§ **PASSAGE GIVEN**:
⟨

I first read Frank Herbert’s Dune when I was twelve and have re-read it several times in the fifty years since (yes, fifty. Oy). It is a hugely uneven novel, a mishmash of science fiction, mysticism, half-baked anthropology, and loony medievalism, and it has one of the worst concluding lines ever written (“While we, Chani, we who carry the name of concubine—history will call us wives.”) Yet, somehow, it works. It has enough genuinely interesting ideas, and enough genuinely thrilling action scenes, to bring its discordant elements together into a compelling package. I loved the first installment of Denis de Villeneuve’s new film adaptation and was looking forward enormously to the second. For the most part, it is terrific. I’m not a fan of Timothée Chalamet, and cringed when, in part two, he ambled over to a group of “Fedaykin” warriors, his fluffy hair falling in front of his babyish face, and chirped “so what’cha doing, guys?” But generally, he is convincing enough in the role of Herbert’s hero, Paul Atreides (also known as Muad’dib, Usul, the Lisan al-Gaib, and the Kwisatz Haderach—it’s that kind of novel). The film only disappoints at the conclusion, which it rushes through and changes from the book, stripping out some of its most dramatic confrontations and memorable lines (“I’m sorry, grandfather, you’ve met the Atreides gom jabbar”). Denis de Villeneuve had a good reason for the alterations (more on this in a moment), but it comes at a cost.
It’s no surprise that Dune, originally published in 1965, continues to appeal. Among the novel’s major themes are ecology, artificial intelligence, mind-altering drugs, anti-colonialism, and jihad (a word the films carefully eschew in favor of “holy war”). Its vision of a universe in which numerous “great houses” jostle violently for supremacy is rather more relevant today than when Herbert was writing, at the height of the Cold War. Not surprisingly, the films have provoked a good share of political commentary, including a humorless scolding from a New Yorker writer for the “paucity of Arab actors in key Fremen roles.” Yes, all right, the Fremen (planet Dune’s desert-dwelling indigenous people) are partly based on Arabs (also partly on Native Americans) but… really? Dune takes place on a distant planet, twenty thousand years in the future.

⟩

§ **WRITTEN REQUEST A**: Reproduce the rows that follow word for word, and leave the pictures out.

§ **SUPPLIED ENTRIES**:

⟨

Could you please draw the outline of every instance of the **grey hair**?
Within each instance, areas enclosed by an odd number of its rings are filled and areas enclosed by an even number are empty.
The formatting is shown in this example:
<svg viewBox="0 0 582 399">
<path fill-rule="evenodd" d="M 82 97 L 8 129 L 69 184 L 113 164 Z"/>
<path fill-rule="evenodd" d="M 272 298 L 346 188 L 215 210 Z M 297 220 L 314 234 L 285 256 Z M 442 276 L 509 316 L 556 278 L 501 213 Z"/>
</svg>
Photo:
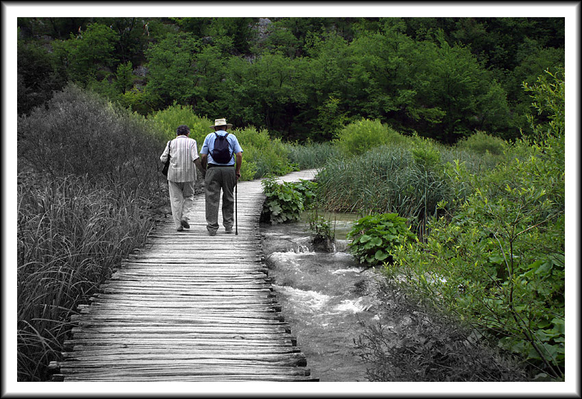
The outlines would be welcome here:
<svg viewBox="0 0 582 399">
<path fill-rule="evenodd" d="M 186 125 L 180 125 L 178 126 L 178 128 L 176 129 L 176 134 L 178 136 L 187 136 L 188 133 L 190 133 L 190 128 Z"/>
</svg>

⟩

§ **WRITTEN REQUEST B**: According to the Dune review, in what year was the novel originally published?

§ **EXERCISE RESPONSE A**:
Could you please draw the outline of every instance of the **grey hair**?
Within each instance, areas enclosed by an odd number of its rings are filled and areas enclosed by an even number are empty.
The formatting is shown in this example:
<svg viewBox="0 0 582 399">
<path fill-rule="evenodd" d="M 82 97 L 8 129 L 69 184 L 113 164 Z"/>
<path fill-rule="evenodd" d="M 272 298 L 346 188 L 215 210 Z M 297 220 L 314 234 L 285 256 Z M 442 276 L 509 316 L 556 278 L 501 213 Z"/>
</svg>
Photo:
The outlines would be welcome here:
<svg viewBox="0 0 582 399">
<path fill-rule="evenodd" d="M 186 125 L 180 125 L 178 126 L 178 128 L 176 129 L 176 134 L 178 136 L 187 136 L 188 133 L 190 133 L 190 128 Z"/>
</svg>

§ **EXERCISE RESPONSE B**: 1965